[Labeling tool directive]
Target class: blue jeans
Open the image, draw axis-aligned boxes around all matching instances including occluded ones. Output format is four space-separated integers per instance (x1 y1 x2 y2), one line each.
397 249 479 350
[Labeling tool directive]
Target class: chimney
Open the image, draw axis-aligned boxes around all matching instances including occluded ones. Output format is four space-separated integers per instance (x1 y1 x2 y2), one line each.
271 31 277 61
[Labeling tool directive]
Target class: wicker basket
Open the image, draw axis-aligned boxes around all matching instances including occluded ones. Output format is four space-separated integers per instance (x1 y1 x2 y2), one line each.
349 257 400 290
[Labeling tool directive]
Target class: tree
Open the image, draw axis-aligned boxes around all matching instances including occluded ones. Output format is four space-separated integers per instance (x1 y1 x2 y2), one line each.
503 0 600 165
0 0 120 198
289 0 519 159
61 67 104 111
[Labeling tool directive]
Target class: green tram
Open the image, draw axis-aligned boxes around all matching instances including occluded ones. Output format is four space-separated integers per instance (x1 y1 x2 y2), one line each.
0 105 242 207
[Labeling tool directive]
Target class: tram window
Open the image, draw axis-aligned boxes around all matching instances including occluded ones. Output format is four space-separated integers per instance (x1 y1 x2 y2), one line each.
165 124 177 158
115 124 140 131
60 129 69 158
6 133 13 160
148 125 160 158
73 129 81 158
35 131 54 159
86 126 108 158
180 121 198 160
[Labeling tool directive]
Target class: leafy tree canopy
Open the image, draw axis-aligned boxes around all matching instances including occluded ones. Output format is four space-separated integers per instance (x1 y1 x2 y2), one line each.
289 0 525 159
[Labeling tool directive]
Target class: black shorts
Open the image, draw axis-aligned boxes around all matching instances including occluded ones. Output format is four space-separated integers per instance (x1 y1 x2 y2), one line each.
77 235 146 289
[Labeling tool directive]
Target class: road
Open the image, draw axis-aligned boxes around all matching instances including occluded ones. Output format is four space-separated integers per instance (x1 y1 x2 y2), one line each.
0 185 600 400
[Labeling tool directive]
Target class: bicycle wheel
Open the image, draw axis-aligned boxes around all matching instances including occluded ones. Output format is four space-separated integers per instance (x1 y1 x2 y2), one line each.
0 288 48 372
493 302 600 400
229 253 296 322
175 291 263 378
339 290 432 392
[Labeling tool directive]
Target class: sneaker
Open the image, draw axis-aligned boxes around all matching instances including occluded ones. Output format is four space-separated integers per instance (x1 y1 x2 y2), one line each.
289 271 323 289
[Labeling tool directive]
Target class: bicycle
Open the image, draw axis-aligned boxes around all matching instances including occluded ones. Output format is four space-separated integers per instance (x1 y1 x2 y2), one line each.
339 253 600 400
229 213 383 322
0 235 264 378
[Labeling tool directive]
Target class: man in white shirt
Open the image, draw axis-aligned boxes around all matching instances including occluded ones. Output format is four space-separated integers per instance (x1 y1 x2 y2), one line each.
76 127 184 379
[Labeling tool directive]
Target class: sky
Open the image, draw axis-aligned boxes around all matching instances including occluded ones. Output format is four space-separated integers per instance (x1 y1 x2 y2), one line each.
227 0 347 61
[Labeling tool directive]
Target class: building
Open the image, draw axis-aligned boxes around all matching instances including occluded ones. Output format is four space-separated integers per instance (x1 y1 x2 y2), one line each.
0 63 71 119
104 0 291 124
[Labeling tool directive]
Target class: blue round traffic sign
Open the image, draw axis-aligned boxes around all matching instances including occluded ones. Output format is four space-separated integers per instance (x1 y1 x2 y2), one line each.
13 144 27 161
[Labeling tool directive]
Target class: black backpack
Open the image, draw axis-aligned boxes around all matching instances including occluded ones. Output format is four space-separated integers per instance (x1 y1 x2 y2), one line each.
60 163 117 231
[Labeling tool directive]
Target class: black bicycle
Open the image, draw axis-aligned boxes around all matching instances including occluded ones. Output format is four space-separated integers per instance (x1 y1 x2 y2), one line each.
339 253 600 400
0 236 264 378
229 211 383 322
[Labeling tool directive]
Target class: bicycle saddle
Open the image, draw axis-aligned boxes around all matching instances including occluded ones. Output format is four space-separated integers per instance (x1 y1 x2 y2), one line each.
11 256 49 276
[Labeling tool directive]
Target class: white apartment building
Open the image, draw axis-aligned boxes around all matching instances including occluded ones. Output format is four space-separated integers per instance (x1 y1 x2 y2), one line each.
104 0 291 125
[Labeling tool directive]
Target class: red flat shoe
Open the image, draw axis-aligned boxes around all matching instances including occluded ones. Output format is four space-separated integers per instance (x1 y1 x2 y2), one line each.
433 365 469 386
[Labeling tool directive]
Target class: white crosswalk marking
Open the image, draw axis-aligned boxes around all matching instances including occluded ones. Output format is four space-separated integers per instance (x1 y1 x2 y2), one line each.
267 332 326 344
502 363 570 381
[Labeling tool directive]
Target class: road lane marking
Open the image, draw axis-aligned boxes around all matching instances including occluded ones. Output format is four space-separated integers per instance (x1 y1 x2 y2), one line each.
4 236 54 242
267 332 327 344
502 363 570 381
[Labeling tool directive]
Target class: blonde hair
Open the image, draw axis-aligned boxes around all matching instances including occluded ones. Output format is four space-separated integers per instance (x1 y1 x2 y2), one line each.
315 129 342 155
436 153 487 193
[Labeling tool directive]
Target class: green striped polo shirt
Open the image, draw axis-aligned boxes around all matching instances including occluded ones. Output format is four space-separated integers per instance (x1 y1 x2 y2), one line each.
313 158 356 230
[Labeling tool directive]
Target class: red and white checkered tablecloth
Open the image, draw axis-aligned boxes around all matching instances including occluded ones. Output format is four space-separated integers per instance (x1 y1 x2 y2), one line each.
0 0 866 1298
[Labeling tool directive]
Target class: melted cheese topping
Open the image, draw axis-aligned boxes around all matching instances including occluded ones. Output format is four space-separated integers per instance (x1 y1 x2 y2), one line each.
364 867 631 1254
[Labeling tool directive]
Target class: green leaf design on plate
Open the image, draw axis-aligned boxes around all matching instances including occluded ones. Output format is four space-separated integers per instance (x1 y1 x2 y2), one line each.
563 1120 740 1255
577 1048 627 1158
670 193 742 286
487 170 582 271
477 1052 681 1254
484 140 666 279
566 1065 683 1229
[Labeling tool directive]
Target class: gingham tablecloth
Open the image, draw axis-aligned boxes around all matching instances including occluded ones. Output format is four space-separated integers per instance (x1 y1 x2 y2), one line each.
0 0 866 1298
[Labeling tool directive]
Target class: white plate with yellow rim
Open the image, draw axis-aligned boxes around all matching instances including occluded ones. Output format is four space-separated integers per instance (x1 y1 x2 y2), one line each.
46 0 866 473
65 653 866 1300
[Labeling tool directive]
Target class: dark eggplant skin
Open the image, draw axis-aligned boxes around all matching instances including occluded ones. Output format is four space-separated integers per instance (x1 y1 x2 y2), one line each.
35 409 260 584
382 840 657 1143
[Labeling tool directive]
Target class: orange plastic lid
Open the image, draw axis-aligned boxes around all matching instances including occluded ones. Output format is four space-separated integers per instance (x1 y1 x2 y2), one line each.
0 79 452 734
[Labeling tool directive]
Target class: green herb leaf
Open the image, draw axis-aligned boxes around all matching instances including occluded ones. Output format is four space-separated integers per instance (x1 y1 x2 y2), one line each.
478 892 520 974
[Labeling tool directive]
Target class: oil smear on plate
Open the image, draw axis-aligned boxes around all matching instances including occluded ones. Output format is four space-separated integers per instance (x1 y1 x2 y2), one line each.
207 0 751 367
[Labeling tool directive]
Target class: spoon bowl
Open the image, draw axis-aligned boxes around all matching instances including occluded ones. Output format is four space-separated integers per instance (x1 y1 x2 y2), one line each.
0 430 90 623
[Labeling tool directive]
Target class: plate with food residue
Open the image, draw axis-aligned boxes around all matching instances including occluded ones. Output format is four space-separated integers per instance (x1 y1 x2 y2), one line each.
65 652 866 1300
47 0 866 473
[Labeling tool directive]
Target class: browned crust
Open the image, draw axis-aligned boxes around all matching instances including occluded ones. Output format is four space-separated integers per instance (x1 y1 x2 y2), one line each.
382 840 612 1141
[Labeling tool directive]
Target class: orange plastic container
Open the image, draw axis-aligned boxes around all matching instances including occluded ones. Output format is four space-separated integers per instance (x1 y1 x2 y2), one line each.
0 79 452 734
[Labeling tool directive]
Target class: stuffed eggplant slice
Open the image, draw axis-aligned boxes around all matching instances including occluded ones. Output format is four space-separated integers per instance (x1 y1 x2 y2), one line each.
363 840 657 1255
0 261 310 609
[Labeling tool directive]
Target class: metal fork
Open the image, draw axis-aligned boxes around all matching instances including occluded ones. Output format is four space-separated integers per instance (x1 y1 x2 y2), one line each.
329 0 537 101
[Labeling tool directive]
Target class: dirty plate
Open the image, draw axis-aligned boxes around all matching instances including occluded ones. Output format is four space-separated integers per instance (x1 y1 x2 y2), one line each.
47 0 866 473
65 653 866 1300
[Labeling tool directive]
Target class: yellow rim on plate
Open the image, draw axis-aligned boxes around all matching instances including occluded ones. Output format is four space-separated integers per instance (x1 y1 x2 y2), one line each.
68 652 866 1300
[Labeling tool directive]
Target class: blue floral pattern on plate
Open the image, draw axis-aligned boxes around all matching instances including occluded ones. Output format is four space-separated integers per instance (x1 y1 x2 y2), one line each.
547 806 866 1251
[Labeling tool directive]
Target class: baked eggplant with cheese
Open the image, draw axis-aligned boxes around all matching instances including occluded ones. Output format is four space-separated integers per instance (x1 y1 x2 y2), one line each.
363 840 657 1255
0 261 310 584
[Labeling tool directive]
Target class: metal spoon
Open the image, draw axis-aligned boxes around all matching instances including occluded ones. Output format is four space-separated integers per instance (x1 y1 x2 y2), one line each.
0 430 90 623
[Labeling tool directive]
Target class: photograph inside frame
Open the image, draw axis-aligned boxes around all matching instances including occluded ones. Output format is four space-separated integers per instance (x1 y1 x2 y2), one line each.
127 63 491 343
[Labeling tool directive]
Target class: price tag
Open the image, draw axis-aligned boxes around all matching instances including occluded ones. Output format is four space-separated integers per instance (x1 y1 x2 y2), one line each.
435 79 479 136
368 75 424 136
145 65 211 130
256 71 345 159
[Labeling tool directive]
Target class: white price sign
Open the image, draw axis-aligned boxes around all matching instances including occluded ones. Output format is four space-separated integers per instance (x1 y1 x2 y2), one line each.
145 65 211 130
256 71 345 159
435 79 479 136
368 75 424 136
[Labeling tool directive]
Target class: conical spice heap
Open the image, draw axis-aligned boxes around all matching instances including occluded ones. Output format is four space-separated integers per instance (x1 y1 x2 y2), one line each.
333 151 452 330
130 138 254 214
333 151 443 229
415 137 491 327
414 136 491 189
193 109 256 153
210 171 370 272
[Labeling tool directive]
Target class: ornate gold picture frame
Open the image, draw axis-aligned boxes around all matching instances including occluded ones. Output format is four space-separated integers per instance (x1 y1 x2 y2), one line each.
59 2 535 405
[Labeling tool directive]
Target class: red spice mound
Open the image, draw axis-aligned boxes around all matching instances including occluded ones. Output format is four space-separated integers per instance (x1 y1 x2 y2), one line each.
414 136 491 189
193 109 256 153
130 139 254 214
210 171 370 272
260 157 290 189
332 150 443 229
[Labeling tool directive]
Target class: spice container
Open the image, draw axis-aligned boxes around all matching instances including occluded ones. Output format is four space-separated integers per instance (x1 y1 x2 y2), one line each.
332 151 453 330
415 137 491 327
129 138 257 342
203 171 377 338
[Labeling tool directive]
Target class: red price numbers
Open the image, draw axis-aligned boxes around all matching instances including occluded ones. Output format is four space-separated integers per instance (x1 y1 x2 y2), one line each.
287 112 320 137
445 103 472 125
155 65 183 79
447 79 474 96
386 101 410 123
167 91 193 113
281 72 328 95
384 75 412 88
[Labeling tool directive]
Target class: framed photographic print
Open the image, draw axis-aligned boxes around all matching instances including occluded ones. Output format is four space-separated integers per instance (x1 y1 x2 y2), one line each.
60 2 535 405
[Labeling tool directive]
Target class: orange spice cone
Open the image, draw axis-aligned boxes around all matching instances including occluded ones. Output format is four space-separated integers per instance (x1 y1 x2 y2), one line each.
· · · · ·
Locate every line in the rows above that contains the word "green" and copy each of those lines. Case counts, so match only that exact capitalization.

Target class: green tram
Target class: green striped polo shirt
Target class: green leaf design on plate
Target class: green herb leaf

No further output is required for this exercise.